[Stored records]
----------------

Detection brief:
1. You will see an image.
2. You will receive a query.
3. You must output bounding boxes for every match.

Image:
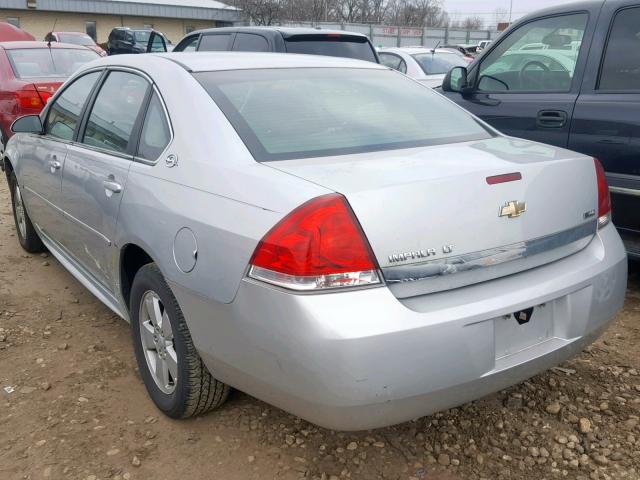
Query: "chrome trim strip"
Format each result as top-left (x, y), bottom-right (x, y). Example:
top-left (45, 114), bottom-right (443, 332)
top-left (24, 186), bottom-right (111, 247)
top-left (609, 187), bottom-right (640, 197)
top-left (382, 220), bottom-right (598, 284)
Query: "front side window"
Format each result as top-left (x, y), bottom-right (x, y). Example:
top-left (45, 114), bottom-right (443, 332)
top-left (477, 13), bottom-right (588, 93)
top-left (198, 33), bottom-right (231, 52)
top-left (138, 92), bottom-right (171, 160)
top-left (598, 7), bottom-right (640, 91)
top-left (413, 52), bottom-right (468, 75)
top-left (82, 72), bottom-right (149, 153)
top-left (45, 72), bottom-right (101, 141)
top-left (194, 68), bottom-right (492, 161)
top-left (6, 48), bottom-right (100, 78)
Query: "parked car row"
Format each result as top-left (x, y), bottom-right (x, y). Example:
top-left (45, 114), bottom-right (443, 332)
top-left (4, 50), bottom-right (627, 430)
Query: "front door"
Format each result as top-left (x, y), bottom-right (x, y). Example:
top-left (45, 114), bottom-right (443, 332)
top-left (20, 72), bottom-right (101, 241)
top-left (62, 71), bottom-right (150, 291)
top-left (447, 12), bottom-right (590, 147)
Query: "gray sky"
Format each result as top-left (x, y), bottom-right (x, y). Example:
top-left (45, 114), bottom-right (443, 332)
top-left (443, 0), bottom-right (575, 26)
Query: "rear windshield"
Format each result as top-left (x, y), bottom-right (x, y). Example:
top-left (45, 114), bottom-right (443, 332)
top-left (7, 48), bottom-right (99, 78)
top-left (58, 33), bottom-right (96, 47)
top-left (413, 52), bottom-right (468, 75)
top-left (194, 68), bottom-right (492, 161)
top-left (285, 34), bottom-right (377, 62)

----------------

_PROBLEM DETAILS_:
Rewrite the lines of the stored records, from the first line through the line that contains "top-left (382, 220), bottom-right (598, 284)", with the requests kept in and every coordinate in the answers shifted up by 79. Leave the pictures out.

_SOLUTION BELOW_:
Detection brief:
1. You will see an image.
2. You will receive a query.
3. You must output bounding boxes for every match.

Image:
Query: "chrome trim strip"
Format each result as top-left (x, y), bottom-right (x, y). Example:
top-left (45, 114), bottom-right (443, 332)
top-left (103, 265), bottom-right (190, 326)
top-left (688, 266), bottom-right (719, 276)
top-left (461, 299), bottom-right (677, 363)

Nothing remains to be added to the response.